Data lines

***

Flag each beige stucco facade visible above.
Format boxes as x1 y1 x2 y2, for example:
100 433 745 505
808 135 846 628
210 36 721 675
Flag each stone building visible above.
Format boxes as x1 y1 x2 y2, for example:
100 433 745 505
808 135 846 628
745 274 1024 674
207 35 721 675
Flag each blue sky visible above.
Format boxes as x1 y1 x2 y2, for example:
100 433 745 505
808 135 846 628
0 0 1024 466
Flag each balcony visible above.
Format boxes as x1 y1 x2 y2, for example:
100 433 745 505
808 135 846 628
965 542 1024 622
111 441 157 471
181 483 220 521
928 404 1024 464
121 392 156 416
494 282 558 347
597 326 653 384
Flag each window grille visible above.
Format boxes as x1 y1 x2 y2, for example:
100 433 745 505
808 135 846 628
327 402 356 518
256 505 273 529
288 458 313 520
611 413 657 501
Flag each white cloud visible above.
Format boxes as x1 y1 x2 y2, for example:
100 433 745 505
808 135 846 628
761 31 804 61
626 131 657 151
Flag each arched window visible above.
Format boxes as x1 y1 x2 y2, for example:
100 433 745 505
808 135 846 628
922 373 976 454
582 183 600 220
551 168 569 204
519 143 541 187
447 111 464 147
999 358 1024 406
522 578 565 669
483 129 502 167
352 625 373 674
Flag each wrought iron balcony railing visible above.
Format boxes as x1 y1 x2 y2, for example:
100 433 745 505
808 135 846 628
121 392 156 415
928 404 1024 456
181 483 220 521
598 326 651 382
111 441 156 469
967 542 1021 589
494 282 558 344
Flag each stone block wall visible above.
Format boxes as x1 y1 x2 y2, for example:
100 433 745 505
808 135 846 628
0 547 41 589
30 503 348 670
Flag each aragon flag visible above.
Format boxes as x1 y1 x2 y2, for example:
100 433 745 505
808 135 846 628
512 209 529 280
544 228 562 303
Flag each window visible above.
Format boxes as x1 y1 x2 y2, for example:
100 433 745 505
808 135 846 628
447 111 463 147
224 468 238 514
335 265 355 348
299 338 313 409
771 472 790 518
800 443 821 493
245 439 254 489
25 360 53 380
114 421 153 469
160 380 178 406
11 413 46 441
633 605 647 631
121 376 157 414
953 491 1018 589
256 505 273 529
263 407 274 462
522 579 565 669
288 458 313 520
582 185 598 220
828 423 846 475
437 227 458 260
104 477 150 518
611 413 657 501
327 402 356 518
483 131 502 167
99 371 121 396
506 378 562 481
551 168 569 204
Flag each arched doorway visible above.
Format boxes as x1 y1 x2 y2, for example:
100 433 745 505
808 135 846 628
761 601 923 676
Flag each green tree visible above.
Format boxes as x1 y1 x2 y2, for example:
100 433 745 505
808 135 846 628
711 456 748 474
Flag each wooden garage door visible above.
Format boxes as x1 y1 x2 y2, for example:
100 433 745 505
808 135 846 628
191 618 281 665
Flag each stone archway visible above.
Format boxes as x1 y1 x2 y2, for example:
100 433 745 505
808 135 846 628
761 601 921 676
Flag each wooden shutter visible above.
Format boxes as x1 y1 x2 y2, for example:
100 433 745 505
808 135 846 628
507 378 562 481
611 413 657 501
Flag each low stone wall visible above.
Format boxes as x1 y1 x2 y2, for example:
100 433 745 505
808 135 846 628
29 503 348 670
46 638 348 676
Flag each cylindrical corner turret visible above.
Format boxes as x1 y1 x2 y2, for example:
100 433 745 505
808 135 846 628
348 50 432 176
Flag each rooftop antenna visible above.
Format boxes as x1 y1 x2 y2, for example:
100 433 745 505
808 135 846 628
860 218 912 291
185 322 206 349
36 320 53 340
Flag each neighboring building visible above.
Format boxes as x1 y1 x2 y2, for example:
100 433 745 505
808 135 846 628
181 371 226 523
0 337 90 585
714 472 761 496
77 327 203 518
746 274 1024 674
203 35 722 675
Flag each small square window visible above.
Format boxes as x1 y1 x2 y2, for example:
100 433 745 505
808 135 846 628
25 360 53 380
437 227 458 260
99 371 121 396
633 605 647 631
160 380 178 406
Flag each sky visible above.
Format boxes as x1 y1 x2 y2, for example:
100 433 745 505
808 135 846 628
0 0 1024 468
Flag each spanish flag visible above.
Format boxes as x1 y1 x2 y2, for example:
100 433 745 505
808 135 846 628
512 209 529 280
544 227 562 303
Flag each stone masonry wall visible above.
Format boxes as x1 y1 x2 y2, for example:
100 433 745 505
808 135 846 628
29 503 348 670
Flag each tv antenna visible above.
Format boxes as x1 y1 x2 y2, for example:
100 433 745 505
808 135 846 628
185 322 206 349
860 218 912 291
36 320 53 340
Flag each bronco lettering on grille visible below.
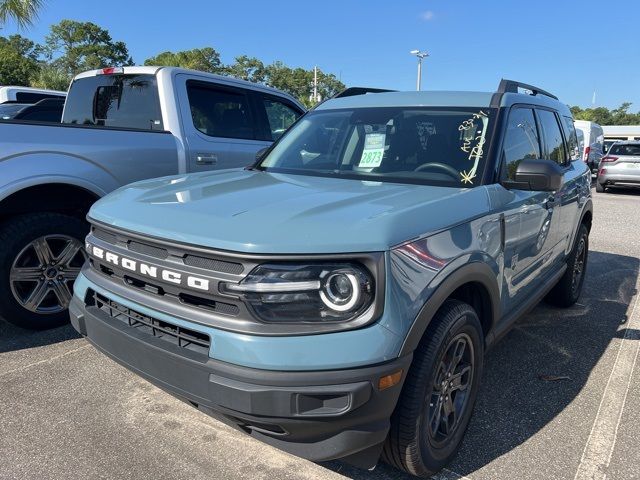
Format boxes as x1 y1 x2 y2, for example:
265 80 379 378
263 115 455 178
86 243 209 292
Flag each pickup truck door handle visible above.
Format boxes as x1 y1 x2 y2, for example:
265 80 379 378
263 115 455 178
196 153 218 165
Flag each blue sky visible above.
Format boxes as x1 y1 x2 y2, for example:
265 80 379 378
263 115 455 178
0 0 640 111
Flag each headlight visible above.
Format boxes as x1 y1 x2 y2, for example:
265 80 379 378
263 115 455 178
220 263 375 323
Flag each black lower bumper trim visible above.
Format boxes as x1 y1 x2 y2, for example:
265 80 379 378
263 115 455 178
69 297 411 466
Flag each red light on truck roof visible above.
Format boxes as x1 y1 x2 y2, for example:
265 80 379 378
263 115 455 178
102 67 124 75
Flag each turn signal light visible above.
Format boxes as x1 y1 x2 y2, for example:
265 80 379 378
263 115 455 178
378 370 402 391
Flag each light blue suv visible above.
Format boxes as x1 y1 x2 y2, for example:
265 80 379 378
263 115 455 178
70 80 592 476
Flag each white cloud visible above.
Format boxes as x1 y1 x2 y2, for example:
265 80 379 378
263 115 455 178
420 10 435 22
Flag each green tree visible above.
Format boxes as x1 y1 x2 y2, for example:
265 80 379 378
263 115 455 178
0 35 41 85
571 102 640 125
30 64 70 91
46 20 133 78
224 55 267 83
266 62 345 107
144 47 224 73
0 0 44 28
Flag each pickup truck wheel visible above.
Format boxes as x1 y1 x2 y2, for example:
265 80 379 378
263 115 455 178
546 224 589 308
0 213 88 330
383 300 484 477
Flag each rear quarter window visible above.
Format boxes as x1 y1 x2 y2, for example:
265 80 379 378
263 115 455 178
62 75 164 130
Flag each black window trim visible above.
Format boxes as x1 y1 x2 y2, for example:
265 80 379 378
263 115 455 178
60 73 165 133
185 78 264 141
493 103 543 184
251 90 306 142
556 112 580 166
534 105 571 170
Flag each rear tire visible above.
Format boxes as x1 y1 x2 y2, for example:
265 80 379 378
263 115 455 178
546 223 589 308
0 213 89 330
382 300 484 477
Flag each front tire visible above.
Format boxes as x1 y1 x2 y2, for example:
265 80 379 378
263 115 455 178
0 213 88 330
383 300 484 477
547 223 589 308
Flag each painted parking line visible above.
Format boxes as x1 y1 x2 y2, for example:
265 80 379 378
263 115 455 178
575 286 640 480
431 468 471 480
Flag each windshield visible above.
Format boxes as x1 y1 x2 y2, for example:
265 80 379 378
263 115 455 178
609 143 640 156
257 107 495 187
0 103 28 120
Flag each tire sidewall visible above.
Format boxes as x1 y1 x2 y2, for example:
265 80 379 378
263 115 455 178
0 213 88 330
568 224 589 302
417 309 484 468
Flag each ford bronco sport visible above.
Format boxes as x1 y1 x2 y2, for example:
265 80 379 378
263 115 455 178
70 80 592 476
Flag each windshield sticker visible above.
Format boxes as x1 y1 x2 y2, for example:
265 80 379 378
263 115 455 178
458 110 489 184
358 133 386 168
416 121 438 150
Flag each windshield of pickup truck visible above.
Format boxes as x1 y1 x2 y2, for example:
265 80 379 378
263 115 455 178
256 107 495 187
62 75 164 130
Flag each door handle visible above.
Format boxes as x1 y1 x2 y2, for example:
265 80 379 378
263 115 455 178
196 153 218 165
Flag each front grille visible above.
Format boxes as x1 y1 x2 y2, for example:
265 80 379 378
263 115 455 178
184 255 244 275
85 289 211 355
127 240 169 259
91 227 244 275
91 228 118 245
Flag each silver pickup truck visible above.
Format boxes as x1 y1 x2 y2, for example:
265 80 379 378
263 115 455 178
0 67 304 329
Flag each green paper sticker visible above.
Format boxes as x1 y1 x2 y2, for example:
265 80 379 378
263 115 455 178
358 133 386 168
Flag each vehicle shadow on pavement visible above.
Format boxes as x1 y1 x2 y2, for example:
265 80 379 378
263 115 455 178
0 319 80 353
325 251 640 480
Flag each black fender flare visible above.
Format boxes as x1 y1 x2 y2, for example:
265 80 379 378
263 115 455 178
399 262 501 357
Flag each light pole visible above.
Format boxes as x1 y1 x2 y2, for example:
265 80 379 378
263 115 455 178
409 50 429 91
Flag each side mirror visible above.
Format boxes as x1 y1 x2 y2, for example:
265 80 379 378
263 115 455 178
503 158 563 192
256 147 269 162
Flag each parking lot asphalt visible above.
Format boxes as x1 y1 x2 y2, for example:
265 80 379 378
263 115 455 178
0 191 640 480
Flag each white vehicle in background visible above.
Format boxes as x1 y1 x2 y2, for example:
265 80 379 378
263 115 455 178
576 128 584 159
0 86 67 104
602 125 640 155
573 120 604 174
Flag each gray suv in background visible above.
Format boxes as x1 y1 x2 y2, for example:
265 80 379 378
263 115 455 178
596 141 640 192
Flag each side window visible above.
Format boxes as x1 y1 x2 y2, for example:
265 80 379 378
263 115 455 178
263 97 302 141
562 117 580 161
536 110 567 165
187 82 255 140
500 108 540 180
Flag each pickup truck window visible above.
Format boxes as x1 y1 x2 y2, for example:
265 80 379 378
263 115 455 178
256 107 495 187
187 82 255 140
62 75 164 130
263 97 302 141
500 108 540 180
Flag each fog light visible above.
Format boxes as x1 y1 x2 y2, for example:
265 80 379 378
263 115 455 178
378 370 402 391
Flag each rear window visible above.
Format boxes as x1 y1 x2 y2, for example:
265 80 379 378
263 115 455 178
609 143 640 156
16 92 64 103
62 75 164 130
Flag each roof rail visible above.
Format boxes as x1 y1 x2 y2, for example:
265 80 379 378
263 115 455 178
331 87 396 98
496 78 558 100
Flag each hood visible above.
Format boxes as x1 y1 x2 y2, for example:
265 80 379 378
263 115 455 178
89 170 489 254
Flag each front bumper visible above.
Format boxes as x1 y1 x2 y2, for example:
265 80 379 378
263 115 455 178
69 296 411 467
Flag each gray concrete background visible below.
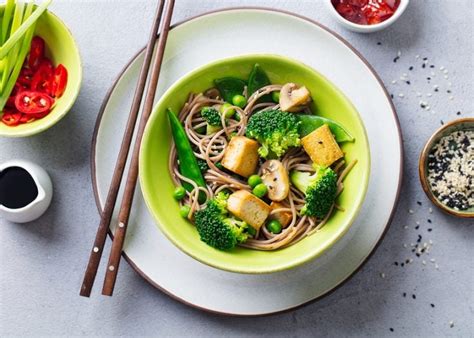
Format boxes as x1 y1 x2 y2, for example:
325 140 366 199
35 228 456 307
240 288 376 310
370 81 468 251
0 0 474 337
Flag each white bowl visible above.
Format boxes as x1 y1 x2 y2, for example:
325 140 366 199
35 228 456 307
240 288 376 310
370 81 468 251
324 0 410 33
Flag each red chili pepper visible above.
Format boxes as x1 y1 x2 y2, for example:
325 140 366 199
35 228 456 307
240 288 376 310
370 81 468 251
50 64 67 97
2 109 21 127
28 36 45 70
31 59 54 93
15 91 53 114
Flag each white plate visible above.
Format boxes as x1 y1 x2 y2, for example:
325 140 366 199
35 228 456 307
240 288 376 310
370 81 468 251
92 8 402 315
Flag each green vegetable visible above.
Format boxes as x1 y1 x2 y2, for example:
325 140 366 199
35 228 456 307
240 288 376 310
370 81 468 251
0 0 38 112
297 114 354 142
168 109 206 203
179 205 191 218
194 192 249 250
272 92 280 103
246 110 300 158
247 63 272 101
201 107 222 135
290 166 337 219
198 158 209 174
267 219 282 234
247 175 262 188
214 77 247 103
173 187 186 201
0 0 52 59
252 183 268 198
232 95 247 108
220 103 235 119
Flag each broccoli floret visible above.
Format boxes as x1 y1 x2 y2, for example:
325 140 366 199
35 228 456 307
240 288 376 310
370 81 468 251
290 166 337 218
197 158 209 174
201 107 222 135
246 110 300 158
194 192 249 250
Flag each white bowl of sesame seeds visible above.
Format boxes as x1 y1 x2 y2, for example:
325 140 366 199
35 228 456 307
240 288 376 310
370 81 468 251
419 118 474 218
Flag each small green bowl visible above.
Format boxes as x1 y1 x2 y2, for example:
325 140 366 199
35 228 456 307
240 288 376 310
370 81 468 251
140 55 370 274
0 5 82 137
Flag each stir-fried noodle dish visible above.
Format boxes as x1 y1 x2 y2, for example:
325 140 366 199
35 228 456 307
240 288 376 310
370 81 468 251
168 64 356 250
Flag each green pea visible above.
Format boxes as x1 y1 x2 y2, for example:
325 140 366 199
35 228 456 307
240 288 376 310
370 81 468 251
179 205 191 218
252 183 268 198
173 187 186 201
247 175 262 188
232 95 247 108
267 219 281 234
220 103 235 119
272 92 280 103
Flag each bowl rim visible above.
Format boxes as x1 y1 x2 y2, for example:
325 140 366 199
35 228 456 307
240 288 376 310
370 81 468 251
418 117 474 218
139 53 371 274
0 4 83 138
325 0 410 33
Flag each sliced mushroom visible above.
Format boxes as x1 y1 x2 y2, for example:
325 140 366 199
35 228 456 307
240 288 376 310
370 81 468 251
262 160 290 202
280 83 311 112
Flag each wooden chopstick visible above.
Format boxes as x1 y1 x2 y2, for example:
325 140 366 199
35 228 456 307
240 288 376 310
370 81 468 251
80 0 165 297
102 0 175 296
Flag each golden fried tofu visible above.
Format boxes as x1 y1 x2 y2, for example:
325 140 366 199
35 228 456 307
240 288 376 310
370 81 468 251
269 202 293 228
221 136 259 177
301 124 344 167
227 190 270 230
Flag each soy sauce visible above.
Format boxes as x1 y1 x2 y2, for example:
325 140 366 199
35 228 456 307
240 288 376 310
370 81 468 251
0 167 38 209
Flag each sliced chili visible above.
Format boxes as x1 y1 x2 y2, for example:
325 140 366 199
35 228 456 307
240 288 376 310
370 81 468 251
15 91 53 114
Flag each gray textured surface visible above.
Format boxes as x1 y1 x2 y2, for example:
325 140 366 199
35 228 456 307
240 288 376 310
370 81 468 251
0 0 474 336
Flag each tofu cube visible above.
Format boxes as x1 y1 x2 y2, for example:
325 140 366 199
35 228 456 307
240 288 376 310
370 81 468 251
227 190 270 230
301 124 344 167
221 136 259 177
269 202 293 228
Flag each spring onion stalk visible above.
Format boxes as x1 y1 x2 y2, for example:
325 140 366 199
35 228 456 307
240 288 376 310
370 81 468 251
0 0 52 59
0 6 37 111
0 0 15 46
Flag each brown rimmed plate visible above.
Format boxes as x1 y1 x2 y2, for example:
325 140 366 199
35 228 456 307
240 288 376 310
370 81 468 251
92 8 403 316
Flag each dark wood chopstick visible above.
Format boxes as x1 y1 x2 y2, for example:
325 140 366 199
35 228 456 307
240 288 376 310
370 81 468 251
80 0 165 297
102 0 175 296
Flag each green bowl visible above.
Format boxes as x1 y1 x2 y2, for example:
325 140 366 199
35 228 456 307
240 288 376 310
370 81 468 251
140 54 370 274
0 5 82 137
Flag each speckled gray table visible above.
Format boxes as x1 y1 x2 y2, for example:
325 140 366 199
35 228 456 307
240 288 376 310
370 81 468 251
0 0 474 337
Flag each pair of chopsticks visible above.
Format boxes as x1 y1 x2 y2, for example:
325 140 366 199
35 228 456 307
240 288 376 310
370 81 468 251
80 0 175 297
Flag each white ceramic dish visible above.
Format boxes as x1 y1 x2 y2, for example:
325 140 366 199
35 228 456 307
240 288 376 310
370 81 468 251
324 0 410 33
92 8 402 315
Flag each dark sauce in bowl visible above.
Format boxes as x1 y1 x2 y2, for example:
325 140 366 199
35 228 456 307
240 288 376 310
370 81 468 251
0 167 38 209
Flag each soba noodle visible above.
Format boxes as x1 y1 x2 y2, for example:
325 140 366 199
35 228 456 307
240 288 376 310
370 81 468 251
169 85 356 250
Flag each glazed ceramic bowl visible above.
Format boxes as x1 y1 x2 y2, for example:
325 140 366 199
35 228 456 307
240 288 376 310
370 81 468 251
418 118 474 218
324 0 410 33
140 55 370 273
0 5 82 137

***

• Goal
Output the lines above verbatim, beginning at the line that contains "Flag each pickup truck wheel visible above." and ending after the line that contains "91 228 118 245".

• The answer
Flag each pickup truck wheel visible above.
Format boxes as x1 y1 x2 y2, for example:
265 80 379 378
263 115 455 178
546 224 589 308
0 213 88 330
383 300 484 477
Flag each rear quarter window visible above.
Format boxes as x1 y1 x2 y2, for example:
265 80 379 378
263 115 455 178
62 75 164 130
Flag each black window trim visible above.
Format boxes as x1 y1 x2 y2, for example:
265 80 379 378
263 115 455 178
60 73 165 133
185 78 264 141
493 103 543 184
251 90 306 142
556 112 580 166
534 105 571 170
Flag each rear tire visible above.
Format boxes as x1 y1 x2 y2, for example:
265 80 379 378
263 115 455 178
546 223 589 308
0 213 89 330
382 300 484 477
Flag each front tire visible above.
Format boxes as x1 y1 x2 y2, for example:
265 80 379 378
263 115 455 178
0 213 88 330
383 300 484 477
547 223 589 308
Flag each painted parking line visible above.
Format boxes as x1 y1 x2 y2, for example:
265 80 379 378
263 115 455 178
575 286 640 480
431 468 471 480
Flag each windshield visible above.
Format boxes as x1 y1 x2 y2, for example:
265 80 379 378
263 115 455 178
609 143 640 156
257 107 495 187
0 103 28 120
Flag each tire sidewall visible above.
Format boxes as x1 y1 x2 y2, for example:
265 80 379 378
263 115 455 178
0 213 88 330
568 224 589 302
417 309 484 468
Flag each ford bronco sport visible above.
Format boxes as x1 y1 x2 y2, for example:
265 80 379 378
263 115 455 178
70 80 592 476
Flag each windshield sticker visible above.
Format boxes as x1 y1 x2 y2, for example:
265 80 379 378
263 115 455 178
458 110 489 184
358 133 386 168
416 121 438 150
Flag each windshield of pickup truck visible above.
Format boxes as x1 y1 x2 y2, for example:
265 80 379 378
263 115 455 178
256 107 495 187
62 75 164 130
Flag each door handle visible above.
Format boxes as x1 y1 x2 y2, for example:
265 80 379 378
263 115 455 178
196 153 218 165
Flag each front grille visible above.
Format boxes as x1 y1 x2 y2, for example:
265 80 379 378
263 115 455 178
184 255 244 275
85 289 211 355
127 240 169 259
91 227 244 275
91 228 118 245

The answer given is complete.